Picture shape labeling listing

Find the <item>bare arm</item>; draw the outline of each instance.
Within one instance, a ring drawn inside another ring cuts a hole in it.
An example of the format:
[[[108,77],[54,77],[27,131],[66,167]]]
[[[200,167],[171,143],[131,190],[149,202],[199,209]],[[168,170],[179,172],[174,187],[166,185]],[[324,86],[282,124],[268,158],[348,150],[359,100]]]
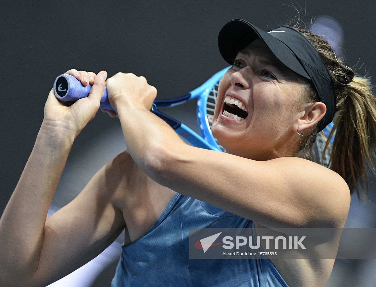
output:
[[[70,105],[58,101],[53,90],[50,92],[32,152],[0,218],[2,286],[51,282],[99,254],[124,227],[121,212],[111,201],[119,189],[109,183],[108,177],[121,181],[111,168],[113,161],[46,220],[73,140],[95,116],[106,84],[105,71],[97,77],[74,69],[66,72],[93,86],[88,97]]]
[[[153,87],[130,74],[107,81],[129,153],[153,180],[270,228],[343,226],[350,192],[338,174],[297,158],[259,161],[189,146],[149,111]]]
[[[117,175],[118,156],[46,220],[72,143],[69,137],[52,133],[42,125],[0,219],[2,285],[53,282],[99,254],[125,227],[121,211],[113,204],[124,192],[123,179]]]

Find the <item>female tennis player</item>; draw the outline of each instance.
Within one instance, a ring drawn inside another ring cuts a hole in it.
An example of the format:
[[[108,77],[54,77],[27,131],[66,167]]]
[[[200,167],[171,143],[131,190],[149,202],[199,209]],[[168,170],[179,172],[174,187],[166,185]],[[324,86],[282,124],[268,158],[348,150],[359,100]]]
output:
[[[262,227],[343,227],[375,150],[368,81],[354,76],[325,40],[297,27],[267,33],[235,20],[221,30],[218,44],[232,66],[220,83],[212,132],[226,153],[186,144],[151,113],[157,90],[144,78],[119,73],[105,82],[104,71],[67,72],[93,86],[70,106],[49,95],[0,221],[2,285],[47,285],[124,229],[114,287],[325,284],[334,259],[190,259],[188,228],[247,227],[256,234]],[[46,220],[74,140],[96,114],[106,85],[115,111],[107,111],[120,119],[127,150]],[[335,116],[329,169],[307,155]],[[325,243],[337,248],[338,238]]]

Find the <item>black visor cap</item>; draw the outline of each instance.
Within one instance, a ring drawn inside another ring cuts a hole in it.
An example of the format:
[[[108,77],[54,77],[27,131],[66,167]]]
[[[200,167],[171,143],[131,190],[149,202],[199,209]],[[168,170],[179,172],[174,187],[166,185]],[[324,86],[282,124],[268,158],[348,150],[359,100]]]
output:
[[[318,100],[325,104],[326,112],[318,123],[318,132],[333,120],[336,97],[327,68],[317,51],[296,30],[280,27],[267,32],[242,19],[227,22],[218,36],[220,52],[232,65],[238,52],[259,38],[274,57],[284,66],[311,81]]]

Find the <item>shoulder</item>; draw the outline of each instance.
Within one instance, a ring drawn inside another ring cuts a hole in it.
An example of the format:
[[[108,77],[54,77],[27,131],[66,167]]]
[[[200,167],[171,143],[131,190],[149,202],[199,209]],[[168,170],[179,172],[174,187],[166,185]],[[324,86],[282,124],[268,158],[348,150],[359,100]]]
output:
[[[291,180],[297,197],[311,201],[314,210],[322,215],[320,227],[343,227],[350,204],[350,191],[338,173],[307,159],[284,157],[263,162]]]

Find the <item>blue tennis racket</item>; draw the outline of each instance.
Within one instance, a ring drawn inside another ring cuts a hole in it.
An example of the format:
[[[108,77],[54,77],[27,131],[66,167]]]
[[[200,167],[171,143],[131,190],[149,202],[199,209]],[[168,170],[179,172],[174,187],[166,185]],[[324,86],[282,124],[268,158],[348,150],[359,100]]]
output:
[[[224,73],[230,68],[227,67],[216,73],[200,87],[190,93],[179,98],[169,99],[156,99],[154,101],[151,111],[164,120],[181,137],[192,145],[198,147],[218,151],[224,151],[211,132],[212,123],[214,108],[217,101],[219,81]],[[74,77],[67,74],[62,74],[56,78],[53,85],[55,96],[63,101],[76,101],[79,99],[87,97],[91,86],[82,85]],[[168,108],[183,104],[193,99],[197,98],[196,109],[197,121],[201,136],[183,123],[163,113],[158,110],[159,108]],[[101,108],[114,110],[110,105],[107,96],[107,90],[105,87],[100,101]],[[330,132],[333,123],[328,125],[323,131],[327,137]],[[326,138],[320,133],[317,136],[316,147],[319,154],[322,153]],[[333,138],[331,143],[332,143]],[[331,149],[327,150],[324,163],[328,162]],[[319,159],[316,161],[319,163]]]
[[[165,121],[178,134],[192,145],[224,151],[224,149],[213,136],[211,126],[219,81],[229,68],[227,67],[216,73],[200,87],[186,95],[174,99],[155,100],[151,111]],[[88,96],[91,86],[84,86],[74,77],[64,74],[56,78],[53,88],[55,96],[60,101],[75,102]],[[183,123],[158,110],[159,108],[173,107],[196,98],[197,121],[201,136]],[[108,101],[106,87],[105,88],[101,99],[100,106],[103,108],[114,110]]]

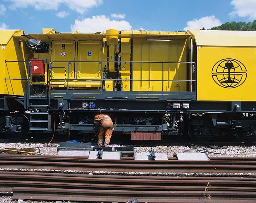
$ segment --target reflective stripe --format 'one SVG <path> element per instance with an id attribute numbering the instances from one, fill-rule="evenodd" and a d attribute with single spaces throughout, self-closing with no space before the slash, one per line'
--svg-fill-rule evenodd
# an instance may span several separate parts
<path id="1" fill-rule="evenodd" d="M 111 118 L 110 118 L 108 115 L 106 115 L 106 116 L 102 116 L 101 117 L 100 120 L 102 121 L 103 120 L 111 120 Z"/>

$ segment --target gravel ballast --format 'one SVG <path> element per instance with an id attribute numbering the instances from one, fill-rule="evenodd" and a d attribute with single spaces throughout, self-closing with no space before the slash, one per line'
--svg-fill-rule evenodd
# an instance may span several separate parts
<path id="1" fill-rule="evenodd" d="M 156 143 L 154 144 L 156 144 Z M 26 147 L 39 148 L 42 155 L 57 155 L 57 147 L 59 145 L 54 143 L 46 145 L 45 143 L 0 143 L 0 148 L 13 148 L 18 149 Z M 179 145 L 159 146 L 153 147 L 156 153 L 166 153 L 168 157 L 172 157 L 175 153 L 196 153 L 202 152 L 200 150 L 208 152 L 210 157 L 256 157 L 256 146 L 221 146 L 214 147 L 205 146 L 194 146 L 192 148 L 190 146 Z M 150 150 L 150 146 L 135 146 L 135 152 L 148 152 Z"/>

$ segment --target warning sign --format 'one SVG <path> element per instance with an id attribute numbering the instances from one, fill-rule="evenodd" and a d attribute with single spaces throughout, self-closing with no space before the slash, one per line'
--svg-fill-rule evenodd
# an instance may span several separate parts
<path id="1" fill-rule="evenodd" d="M 84 108 L 87 108 L 88 106 L 88 104 L 86 102 L 84 102 L 82 103 L 82 107 Z"/>
<path id="2" fill-rule="evenodd" d="M 64 56 L 66 55 L 66 52 L 65 52 L 64 51 L 62 51 L 61 52 L 60 52 L 60 55 L 62 56 Z"/>
<path id="3" fill-rule="evenodd" d="M 92 59 L 92 52 L 88 52 L 87 55 L 87 60 Z"/>

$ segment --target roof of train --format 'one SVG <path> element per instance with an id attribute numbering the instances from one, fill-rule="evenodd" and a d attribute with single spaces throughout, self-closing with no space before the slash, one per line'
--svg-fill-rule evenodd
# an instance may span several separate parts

-- THE TASK --
Copy the part of the listing that opens with the line containing "segment --target gravel" and closes with the line containing "92 59 L 92 52", both ends included and requests kept. In the answer outlines, multiply every coordinate by 1.1 and round it to a whole number, with halves rounding up.

-- FINISHED TASK --
$ segment --target gravel ballast --format 'one SVG <path> element per instance with an id attribute numbering the instances from one, fill-rule="evenodd" and a d attribute with single spaces throughout, self-closing with no space before the slash, one per line'
--svg-fill-rule evenodd
# an instance may span several separate parts
<path id="1" fill-rule="evenodd" d="M 172 157 L 169 158 L 172 158 Z M 29 162 L 43 163 L 46 171 L 63 171 L 63 162 L 65 160 L 59 157 L 51 160 L 50 157 L 0 157 L 0 163 L 14 163 L 20 164 Z M 197 160 L 175 161 L 168 162 L 172 168 L 183 168 L 185 173 L 189 173 L 193 168 L 216 168 L 222 167 L 220 165 L 229 167 L 231 173 L 282 173 L 282 161 L 243 161 L 235 162 L 226 161 L 213 161 L 211 163 L 209 161 Z M 165 165 L 165 161 L 149 161 L 149 167 L 163 167 Z"/>

$ segment --target warning sign --format 'one SVG <path> element per instance with an id attribute numbering the instances from one, fill-rule="evenodd" and a d attribute with single spaces throughout, self-closing with no space before the slash, one per line'
--svg-fill-rule evenodd
# an instance may span several separate parts
<path id="1" fill-rule="evenodd" d="M 92 119 L 96 119 L 97 117 L 97 114 L 95 112 L 92 112 L 90 113 L 90 118 Z"/>
<path id="2" fill-rule="evenodd" d="M 70 62 L 73 61 L 73 57 L 72 57 L 70 56 L 68 56 L 67 57 L 66 57 L 66 61 L 68 62 Z"/>
<path id="3" fill-rule="evenodd" d="M 101 65 L 101 57 L 97 57 L 96 61 L 96 66 Z"/>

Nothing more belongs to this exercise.